**Challenge**. Render the lines of each item below as a numbered list, omitting any blank lines.

**Items from a point labeling set**.
[Begin]
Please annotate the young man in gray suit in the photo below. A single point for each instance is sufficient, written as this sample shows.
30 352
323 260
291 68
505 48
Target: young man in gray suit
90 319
[End]
**Exercise response**.
1. Please annotate the young man in gray suit in the photo below. A single point for each instance is sufficient, written as this sample shows.
2. 30 352
3. 323 260
4. 291 68
5. 505 48
6. Target: young man in gray suit
7. 90 319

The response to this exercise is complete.